[Saved entries]
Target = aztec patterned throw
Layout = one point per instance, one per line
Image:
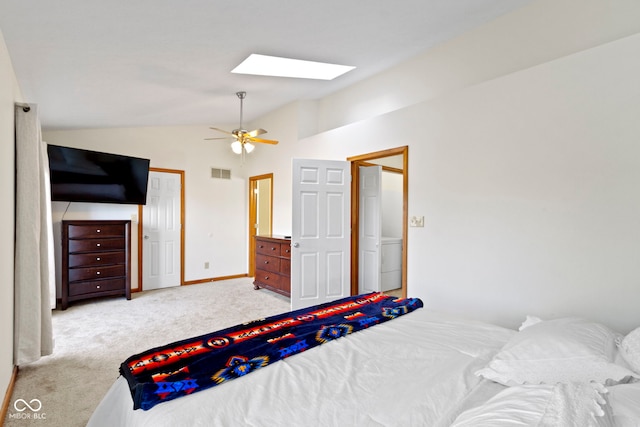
(184, 367)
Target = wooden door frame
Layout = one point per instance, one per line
(253, 185)
(182, 227)
(365, 160)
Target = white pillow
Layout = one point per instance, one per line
(625, 404)
(566, 350)
(541, 405)
(630, 349)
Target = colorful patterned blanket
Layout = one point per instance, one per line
(187, 366)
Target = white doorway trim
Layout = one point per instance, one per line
(368, 159)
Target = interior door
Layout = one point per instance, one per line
(320, 232)
(370, 229)
(161, 232)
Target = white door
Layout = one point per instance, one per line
(161, 232)
(320, 232)
(369, 234)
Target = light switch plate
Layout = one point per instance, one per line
(416, 221)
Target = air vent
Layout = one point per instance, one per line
(220, 173)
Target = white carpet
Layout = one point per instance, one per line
(93, 337)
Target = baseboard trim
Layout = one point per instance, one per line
(214, 279)
(8, 395)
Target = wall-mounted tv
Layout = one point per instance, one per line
(91, 176)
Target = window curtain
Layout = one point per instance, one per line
(34, 283)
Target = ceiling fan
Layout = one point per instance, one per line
(244, 139)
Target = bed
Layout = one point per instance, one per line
(423, 368)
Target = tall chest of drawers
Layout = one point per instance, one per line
(273, 264)
(96, 259)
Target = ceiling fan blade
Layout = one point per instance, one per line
(220, 130)
(264, 141)
(256, 132)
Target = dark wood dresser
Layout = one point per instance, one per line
(273, 264)
(96, 259)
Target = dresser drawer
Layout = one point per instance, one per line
(96, 259)
(92, 245)
(268, 263)
(91, 231)
(285, 266)
(285, 250)
(268, 278)
(93, 286)
(90, 273)
(268, 248)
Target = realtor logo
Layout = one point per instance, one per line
(28, 410)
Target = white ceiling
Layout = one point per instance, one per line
(120, 63)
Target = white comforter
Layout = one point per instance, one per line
(413, 371)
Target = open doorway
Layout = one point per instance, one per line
(260, 213)
(394, 162)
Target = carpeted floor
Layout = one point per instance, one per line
(93, 337)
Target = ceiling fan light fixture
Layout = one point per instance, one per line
(236, 146)
(264, 65)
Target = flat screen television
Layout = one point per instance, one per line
(79, 175)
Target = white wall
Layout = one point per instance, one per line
(391, 204)
(524, 163)
(215, 209)
(9, 92)
(523, 158)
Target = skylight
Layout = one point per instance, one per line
(263, 65)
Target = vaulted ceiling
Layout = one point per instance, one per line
(161, 62)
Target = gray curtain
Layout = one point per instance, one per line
(34, 258)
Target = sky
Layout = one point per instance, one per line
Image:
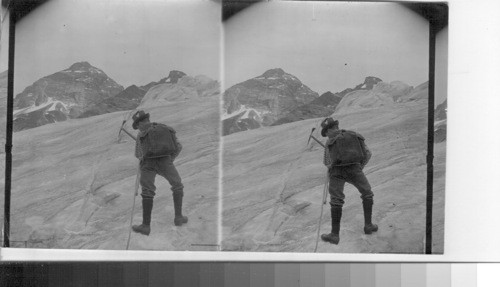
(133, 42)
(329, 46)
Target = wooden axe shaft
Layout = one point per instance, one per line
(311, 136)
(129, 134)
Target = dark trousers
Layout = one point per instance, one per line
(164, 167)
(352, 174)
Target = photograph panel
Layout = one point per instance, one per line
(296, 71)
(116, 126)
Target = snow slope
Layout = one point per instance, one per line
(273, 180)
(73, 181)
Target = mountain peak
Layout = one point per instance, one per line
(80, 66)
(277, 72)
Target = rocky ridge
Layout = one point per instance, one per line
(62, 95)
(325, 104)
(262, 100)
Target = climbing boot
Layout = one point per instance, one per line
(333, 237)
(179, 218)
(367, 210)
(147, 207)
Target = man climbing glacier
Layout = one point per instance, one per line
(156, 148)
(346, 154)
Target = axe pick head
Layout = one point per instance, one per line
(309, 139)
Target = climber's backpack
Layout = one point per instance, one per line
(346, 149)
(159, 140)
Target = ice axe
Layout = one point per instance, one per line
(122, 129)
(311, 136)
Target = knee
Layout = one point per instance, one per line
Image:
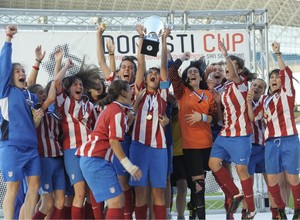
(214, 164)
(242, 170)
(59, 203)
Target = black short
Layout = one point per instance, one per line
(179, 170)
(196, 160)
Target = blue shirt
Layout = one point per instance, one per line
(16, 122)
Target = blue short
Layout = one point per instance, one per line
(53, 175)
(16, 162)
(116, 163)
(101, 177)
(257, 160)
(152, 161)
(170, 159)
(72, 166)
(69, 191)
(236, 149)
(282, 154)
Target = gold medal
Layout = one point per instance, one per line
(149, 117)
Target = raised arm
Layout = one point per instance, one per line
(39, 56)
(52, 91)
(58, 55)
(5, 61)
(164, 55)
(175, 79)
(232, 73)
(141, 67)
(100, 52)
(110, 46)
(276, 50)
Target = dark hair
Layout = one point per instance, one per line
(239, 61)
(264, 82)
(47, 87)
(200, 65)
(249, 76)
(276, 71)
(115, 90)
(150, 70)
(34, 88)
(131, 59)
(68, 81)
(89, 74)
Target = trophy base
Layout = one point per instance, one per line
(150, 47)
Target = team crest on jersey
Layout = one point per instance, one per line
(112, 190)
(10, 173)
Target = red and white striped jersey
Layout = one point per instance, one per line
(147, 129)
(279, 108)
(236, 120)
(258, 124)
(78, 119)
(111, 124)
(48, 134)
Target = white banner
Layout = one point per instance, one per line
(79, 44)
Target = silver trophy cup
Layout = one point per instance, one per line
(153, 30)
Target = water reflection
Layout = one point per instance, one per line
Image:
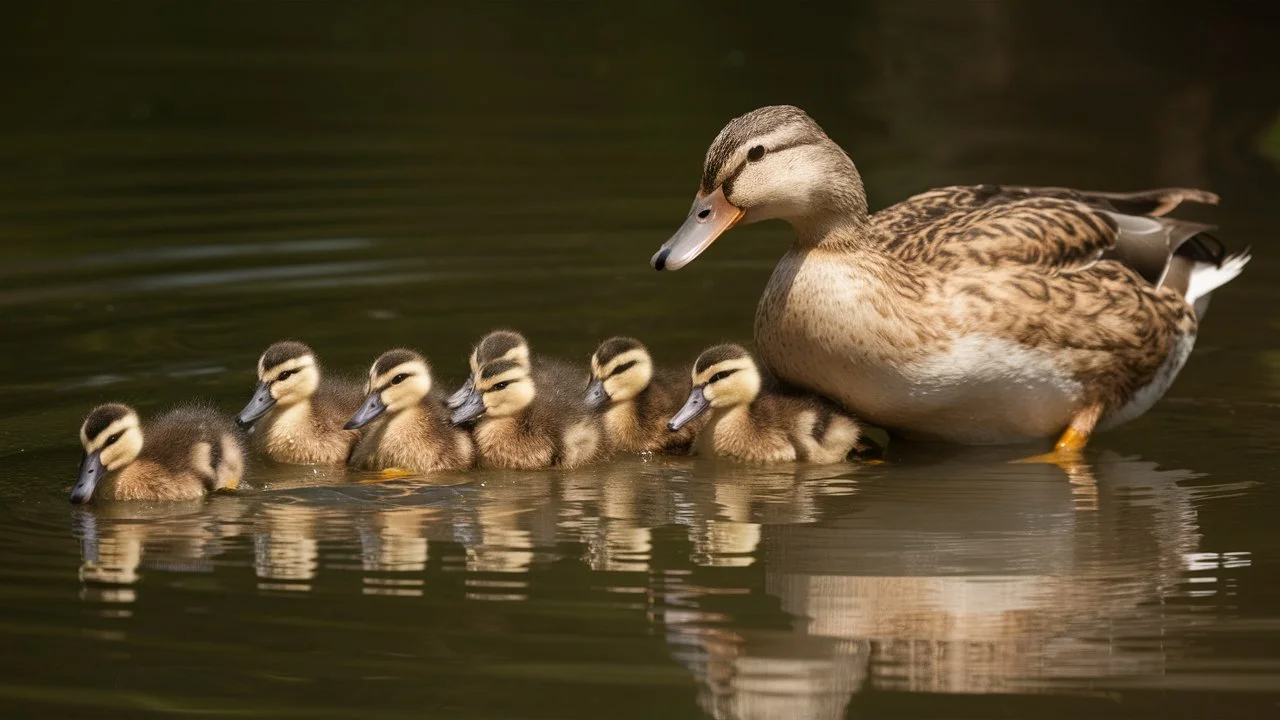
(782, 591)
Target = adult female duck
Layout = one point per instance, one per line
(969, 314)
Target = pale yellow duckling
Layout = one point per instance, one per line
(498, 345)
(297, 414)
(638, 399)
(970, 314)
(179, 455)
(531, 418)
(760, 425)
(411, 428)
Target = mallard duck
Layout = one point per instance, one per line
(412, 429)
(757, 423)
(187, 452)
(531, 417)
(498, 345)
(638, 399)
(297, 414)
(979, 314)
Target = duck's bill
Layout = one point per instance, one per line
(257, 405)
(470, 410)
(712, 214)
(91, 472)
(694, 406)
(461, 395)
(371, 408)
(595, 395)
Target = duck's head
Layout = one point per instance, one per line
(621, 368)
(503, 388)
(723, 376)
(287, 374)
(498, 345)
(112, 437)
(769, 163)
(397, 381)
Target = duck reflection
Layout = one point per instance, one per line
(958, 577)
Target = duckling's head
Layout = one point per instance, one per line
(723, 377)
(397, 381)
(112, 437)
(621, 368)
(769, 163)
(503, 388)
(287, 374)
(498, 345)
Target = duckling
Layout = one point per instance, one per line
(188, 452)
(498, 345)
(760, 425)
(529, 417)
(639, 399)
(412, 429)
(301, 413)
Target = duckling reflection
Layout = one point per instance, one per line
(530, 418)
(297, 414)
(999, 586)
(760, 424)
(120, 540)
(188, 452)
(411, 428)
(639, 399)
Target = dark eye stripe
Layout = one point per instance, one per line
(624, 368)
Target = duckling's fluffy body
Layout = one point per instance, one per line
(534, 417)
(752, 420)
(179, 455)
(414, 431)
(298, 413)
(639, 399)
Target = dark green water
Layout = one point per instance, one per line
(182, 183)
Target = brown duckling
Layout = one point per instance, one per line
(297, 414)
(188, 452)
(531, 417)
(498, 345)
(638, 399)
(760, 425)
(411, 427)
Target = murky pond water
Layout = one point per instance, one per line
(184, 183)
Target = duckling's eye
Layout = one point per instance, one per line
(721, 376)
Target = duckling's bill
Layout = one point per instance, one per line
(257, 406)
(371, 408)
(711, 215)
(91, 472)
(694, 406)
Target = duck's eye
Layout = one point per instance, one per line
(721, 376)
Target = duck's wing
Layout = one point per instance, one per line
(1055, 228)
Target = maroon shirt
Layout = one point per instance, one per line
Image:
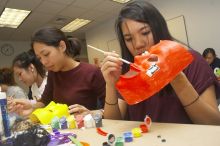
(167, 107)
(82, 85)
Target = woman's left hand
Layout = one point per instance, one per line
(77, 109)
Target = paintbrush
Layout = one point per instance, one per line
(99, 50)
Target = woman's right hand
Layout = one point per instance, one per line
(111, 68)
(22, 107)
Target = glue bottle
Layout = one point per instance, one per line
(4, 115)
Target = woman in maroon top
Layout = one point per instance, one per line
(189, 98)
(79, 85)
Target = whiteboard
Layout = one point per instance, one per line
(177, 29)
(113, 45)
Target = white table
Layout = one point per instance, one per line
(174, 134)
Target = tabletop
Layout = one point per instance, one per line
(160, 134)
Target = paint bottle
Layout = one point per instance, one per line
(4, 114)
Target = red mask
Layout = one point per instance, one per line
(151, 71)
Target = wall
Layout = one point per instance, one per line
(201, 18)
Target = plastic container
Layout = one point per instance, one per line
(4, 115)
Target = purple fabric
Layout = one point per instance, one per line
(81, 85)
(168, 108)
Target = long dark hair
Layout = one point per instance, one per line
(52, 36)
(144, 12)
(25, 59)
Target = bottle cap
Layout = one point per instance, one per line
(2, 95)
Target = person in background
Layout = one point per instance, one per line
(77, 84)
(31, 72)
(210, 56)
(12, 90)
(189, 98)
(8, 85)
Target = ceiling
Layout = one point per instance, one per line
(57, 13)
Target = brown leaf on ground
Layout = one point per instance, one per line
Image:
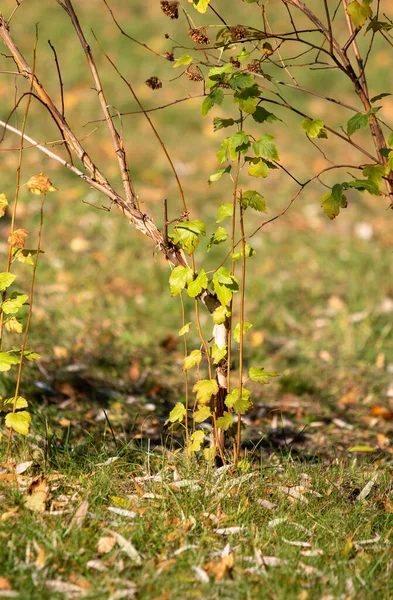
(105, 544)
(5, 584)
(80, 515)
(222, 568)
(37, 495)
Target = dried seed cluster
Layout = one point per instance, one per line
(198, 35)
(193, 73)
(154, 83)
(170, 8)
(254, 66)
(238, 32)
(169, 56)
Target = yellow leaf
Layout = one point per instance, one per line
(40, 184)
(19, 421)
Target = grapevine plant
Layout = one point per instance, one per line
(235, 67)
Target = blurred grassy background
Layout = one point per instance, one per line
(320, 293)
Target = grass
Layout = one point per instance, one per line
(319, 538)
(320, 299)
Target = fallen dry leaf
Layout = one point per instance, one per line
(105, 544)
(37, 495)
(80, 515)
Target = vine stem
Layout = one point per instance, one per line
(241, 320)
(29, 315)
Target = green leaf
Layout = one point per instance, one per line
(216, 96)
(374, 173)
(7, 360)
(226, 421)
(6, 279)
(379, 97)
(390, 161)
(3, 204)
(240, 81)
(365, 185)
(259, 374)
(216, 176)
(179, 278)
(19, 422)
(14, 303)
(185, 59)
(359, 13)
(7, 404)
(227, 68)
(236, 331)
(198, 285)
(224, 212)
(13, 324)
(241, 405)
(205, 389)
(220, 315)
(247, 99)
(254, 200)
(200, 5)
(249, 251)
(333, 201)
(361, 449)
(313, 128)
(187, 234)
(202, 414)
(218, 354)
(219, 123)
(258, 168)
(177, 414)
(266, 147)
(239, 142)
(261, 115)
(218, 237)
(185, 329)
(196, 441)
(194, 358)
(358, 121)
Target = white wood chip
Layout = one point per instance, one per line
(122, 512)
(266, 504)
(296, 543)
(229, 530)
(201, 575)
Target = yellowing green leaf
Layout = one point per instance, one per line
(177, 414)
(3, 204)
(202, 414)
(185, 59)
(205, 389)
(7, 404)
(194, 358)
(200, 5)
(236, 331)
(226, 421)
(220, 314)
(258, 168)
(179, 278)
(7, 360)
(198, 285)
(241, 405)
(13, 324)
(185, 329)
(19, 421)
(196, 441)
(259, 374)
(14, 303)
(6, 279)
(359, 13)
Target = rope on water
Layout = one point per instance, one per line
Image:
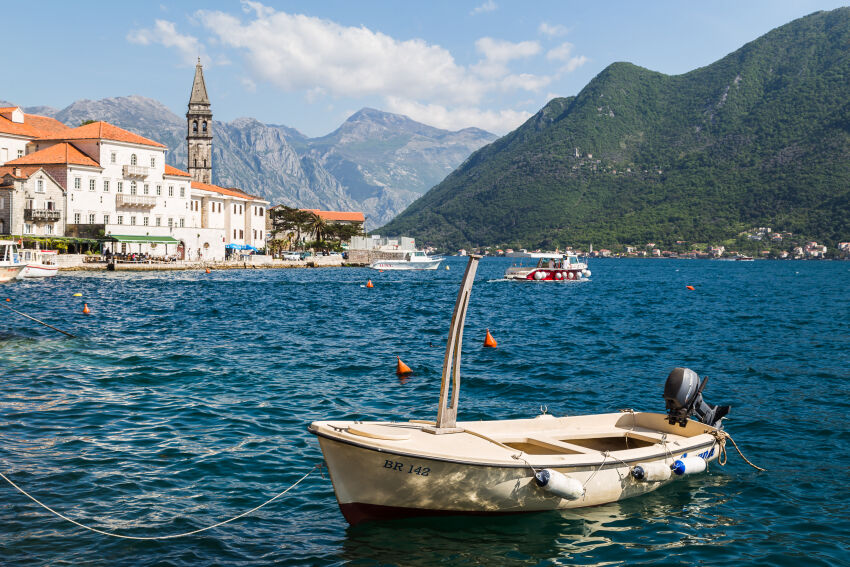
(148, 538)
(721, 437)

Aim of the exercise: Leave out the pictures, and retype exactly the lines from the one containing "Target = yellowing green leaf" through the last line of the data above, no more and no less.

Solution for this task:
Target = yellowing green leaf
Layout = one point per instance, one per line
(177, 414)
(3, 204)
(202, 414)
(185, 59)
(205, 389)
(7, 404)
(194, 358)
(200, 5)
(236, 331)
(226, 421)
(220, 314)
(258, 168)
(179, 278)
(7, 360)
(198, 285)
(241, 405)
(13, 324)
(185, 329)
(19, 421)
(196, 441)
(259, 374)
(14, 303)
(6, 279)
(359, 13)
Target = rope on water
Layout = one point per instance, one per line
Image:
(148, 538)
(721, 437)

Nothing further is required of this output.